▸ **Source data**
'''

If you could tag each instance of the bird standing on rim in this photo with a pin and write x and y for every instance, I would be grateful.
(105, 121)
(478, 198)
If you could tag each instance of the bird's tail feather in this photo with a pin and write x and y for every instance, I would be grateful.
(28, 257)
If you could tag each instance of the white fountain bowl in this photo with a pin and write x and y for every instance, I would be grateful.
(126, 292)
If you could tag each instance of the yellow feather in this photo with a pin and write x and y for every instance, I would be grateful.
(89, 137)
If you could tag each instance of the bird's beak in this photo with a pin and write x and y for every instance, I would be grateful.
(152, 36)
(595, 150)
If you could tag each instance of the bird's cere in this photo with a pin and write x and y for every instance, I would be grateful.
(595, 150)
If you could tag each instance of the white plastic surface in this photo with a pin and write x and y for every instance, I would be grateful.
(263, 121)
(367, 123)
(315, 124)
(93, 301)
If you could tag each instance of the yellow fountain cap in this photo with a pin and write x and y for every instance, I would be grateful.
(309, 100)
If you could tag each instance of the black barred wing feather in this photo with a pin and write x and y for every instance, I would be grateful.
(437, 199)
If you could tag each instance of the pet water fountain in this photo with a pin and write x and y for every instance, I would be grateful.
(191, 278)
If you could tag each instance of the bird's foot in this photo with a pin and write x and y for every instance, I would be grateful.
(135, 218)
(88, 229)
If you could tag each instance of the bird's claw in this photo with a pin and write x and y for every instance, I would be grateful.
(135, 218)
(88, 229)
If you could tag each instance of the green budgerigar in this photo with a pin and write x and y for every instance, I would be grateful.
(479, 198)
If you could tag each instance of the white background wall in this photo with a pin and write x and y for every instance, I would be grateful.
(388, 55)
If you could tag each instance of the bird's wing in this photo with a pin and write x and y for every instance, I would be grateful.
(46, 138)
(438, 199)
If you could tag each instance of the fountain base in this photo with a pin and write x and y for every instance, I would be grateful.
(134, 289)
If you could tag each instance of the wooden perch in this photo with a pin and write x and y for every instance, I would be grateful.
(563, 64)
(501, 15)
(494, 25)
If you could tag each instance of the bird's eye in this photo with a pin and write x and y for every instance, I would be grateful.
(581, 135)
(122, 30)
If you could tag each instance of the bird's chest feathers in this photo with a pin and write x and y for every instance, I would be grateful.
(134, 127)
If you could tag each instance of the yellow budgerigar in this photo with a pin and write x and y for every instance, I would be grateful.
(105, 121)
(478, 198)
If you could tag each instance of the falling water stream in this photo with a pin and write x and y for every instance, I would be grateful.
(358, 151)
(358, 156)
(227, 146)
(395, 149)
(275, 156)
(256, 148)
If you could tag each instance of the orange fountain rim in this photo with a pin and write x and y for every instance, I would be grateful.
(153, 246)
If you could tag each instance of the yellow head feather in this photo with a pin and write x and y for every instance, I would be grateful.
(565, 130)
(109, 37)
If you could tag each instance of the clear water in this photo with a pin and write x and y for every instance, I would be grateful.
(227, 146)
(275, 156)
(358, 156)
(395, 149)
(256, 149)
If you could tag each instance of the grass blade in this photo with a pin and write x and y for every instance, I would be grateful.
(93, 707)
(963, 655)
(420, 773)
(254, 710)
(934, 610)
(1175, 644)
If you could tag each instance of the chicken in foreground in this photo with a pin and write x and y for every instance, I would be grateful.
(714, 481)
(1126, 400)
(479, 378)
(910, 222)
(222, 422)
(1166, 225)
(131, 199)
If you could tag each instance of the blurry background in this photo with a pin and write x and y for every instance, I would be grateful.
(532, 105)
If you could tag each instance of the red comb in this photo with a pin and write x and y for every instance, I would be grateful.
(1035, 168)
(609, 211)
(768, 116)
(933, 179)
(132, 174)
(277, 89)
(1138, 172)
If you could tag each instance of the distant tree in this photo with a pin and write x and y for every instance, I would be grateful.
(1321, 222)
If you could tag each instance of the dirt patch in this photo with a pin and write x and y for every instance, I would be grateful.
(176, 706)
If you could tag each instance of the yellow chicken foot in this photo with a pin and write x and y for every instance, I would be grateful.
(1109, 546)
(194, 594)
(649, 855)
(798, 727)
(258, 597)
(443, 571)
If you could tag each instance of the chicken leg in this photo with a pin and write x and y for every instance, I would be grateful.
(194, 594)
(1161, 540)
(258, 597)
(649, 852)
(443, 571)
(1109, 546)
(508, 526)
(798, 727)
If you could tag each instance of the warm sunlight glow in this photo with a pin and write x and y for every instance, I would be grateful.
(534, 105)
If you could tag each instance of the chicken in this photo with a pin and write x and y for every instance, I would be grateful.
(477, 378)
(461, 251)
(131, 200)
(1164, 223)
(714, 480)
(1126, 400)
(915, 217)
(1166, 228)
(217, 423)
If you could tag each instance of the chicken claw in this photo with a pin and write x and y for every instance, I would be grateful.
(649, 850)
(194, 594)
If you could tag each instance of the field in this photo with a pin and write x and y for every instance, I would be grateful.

'''

▸ **Assignment**
Return the data in full, exactly as it appears above.

▸ **Result**
If you could tag each instance of the bird standing on rim in this photo with a pin and write x and y for every instance, I would be grateful.
(105, 121)
(478, 198)
If you could tag each instance of the bird's tail feather in this photo with a pin and write x and y for every instance, I would be grateful.
(28, 257)
If you could tag each instance of the white fountain bowl in this photo with a pin and write x and y for every instance, I would be grateful.
(126, 292)
If you could tag each instance of the yellow feather in this photo with a pin and write x and y for every instance, I would be grateful.
(89, 137)
If you could tag each instance of the bird's beak in this photo with a pin and write x and y for every instance, I would be grateful.
(152, 36)
(595, 150)
If you could tag each instance of the bird's cere in this photo with a pin and write x and y for every instance, I would be grateful.
(595, 150)
If you could tag each instance of the white plastic surface in this photo with a pin and write x and y for every instance, I would be grateful.
(263, 121)
(367, 123)
(315, 124)
(93, 301)
If you could tag each instance of the yellow fountain cap in this photo with a pin and write x and y for every instance, I would be grateful.
(309, 100)
If you could tag each instance of the black barred wing feather in this photo with a pin and write x and y for every instance, I would be grateful.
(437, 199)
If you could tag each instance of the pet water fountain in this photo with a pin and write x and y for every instance, I would be grateful.
(191, 278)
If you could tag each instance of the bird's foot in this photo with a pin and write x and y for every instance, I would be grateful.
(135, 218)
(88, 229)
If you could tag each instance of the bird's claw in this photo with a pin and write x and y for every instance, I would be grateful.
(135, 218)
(88, 229)
If you could tag each instance of the green budgerigar in this photo with a pin and write x and y for every instance, I would be grateful.
(479, 198)
If you could tag each instance of the white background wall in this photo with a pin and write x and y for every instance, I would be grateful.
(388, 55)
If you could tag each instance of the bird's wing in this photo with a pin and write x and y for every instance, I would be grateful.
(46, 138)
(438, 199)
If you could tag each instance of the fountain base in this photo with a pin and write x and y for every instance, I would be grateful.
(134, 289)
If you could tag each instance of the wooden perch in this photo with a pin and write x and y for every instance, I would be grateful.
(563, 64)
(501, 15)
(494, 25)
If you could tag each instance of the bird's eye in this photo with a pin and write x and y for every instance, I would be grateful.
(581, 135)
(122, 30)
If you could tag each instance of the bird's chest feathers in this photo with a pin and write x and y for every instance, I would be grateful.
(134, 127)
If you could tag each instance of the yellow budgerigar in this photo with a pin and write x and y for every instance, I would be grateful.
(105, 121)
(478, 198)
If you could tag each instance of the falling water stream in this photo with a pin and write x and y for every instance, I would be grateful.
(358, 151)
(358, 156)
(227, 146)
(395, 149)
(275, 156)
(256, 148)
If you could tag each instance of the orange fountain rim in this photo with a pin and write x and y for every instance, I would be grateful.
(153, 246)
If you could tag each instance of the yellow head feather in this photo with a pin and write x and y for every instance, I would be grateful.
(565, 130)
(109, 37)
If you could tag each instance of the clear water in this photo with a pin and write x and y for every instance, I would be grateful.
(227, 146)
(275, 156)
(358, 156)
(395, 149)
(256, 149)
If you could tag each instance of the grass blade in this photo with a pin and write x and y for every instance, I would be grateful.
(93, 707)
(963, 655)
(420, 773)
(254, 710)
(934, 610)
(1175, 644)
If you could tag each instance of the chicken in foreground in this photo with a pin and write x and y for every instance, I would be grateful.
(714, 481)
(1126, 400)
(479, 378)
(910, 222)
(222, 422)
(1166, 225)
(131, 199)
If you could tag each instance of the blurry background in this photo with a pin and write x and y for every instance, I would be grateful.
(532, 105)
If you could tag each instance of the red comb in this photo with a pin and write x and y for every instance, I would be grateful.
(1035, 168)
(609, 211)
(768, 116)
(933, 179)
(132, 174)
(277, 89)
(1138, 172)
If you could tag each instance of the distant tree in this photo with a pin and write x and y for every instance, I would be grateful.
(1321, 222)
If you could tag each instance of the dirt patch in this photo with a pin and write x and y for every instance, I would be grateful.
(176, 706)
If you could tag each instance of the yellow chicken foot in this photo with a pin and write x and y for every instance, I would be grateful.
(1109, 546)
(194, 594)
(649, 855)
(798, 727)
(258, 597)
(443, 571)
If you could tag each instance of the chicken leg in this photo with a pin and write x and y for every instance, I would be grateful.
(194, 594)
(1161, 540)
(258, 597)
(649, 852)
(443, 571)
(1109, 546)
(508, 526)
(798, 727)
If you could tag each instance of the warm sunlight glow in this photo with a pin and write x and y for every instance, I would be grateful.
(534, 105)
If you could tag each instance of the chicken in this photo with a pin and write x and y for every instance, I would be grateful.
(477, 378)
(461, 251)
(131, 200)
(1164, 223)
(714, 480)
(1126, 400)
(915, 217)
(1166, 228)
(217, 423)
If you could tag each instance of the chicken claw in this photo with a pin and write x and y for every instance, I would be grateful.
(649, 850)
(194, 594)
If you could tag each instance of the field in this photo with a pin and write x and y for every instance, I would be grateful.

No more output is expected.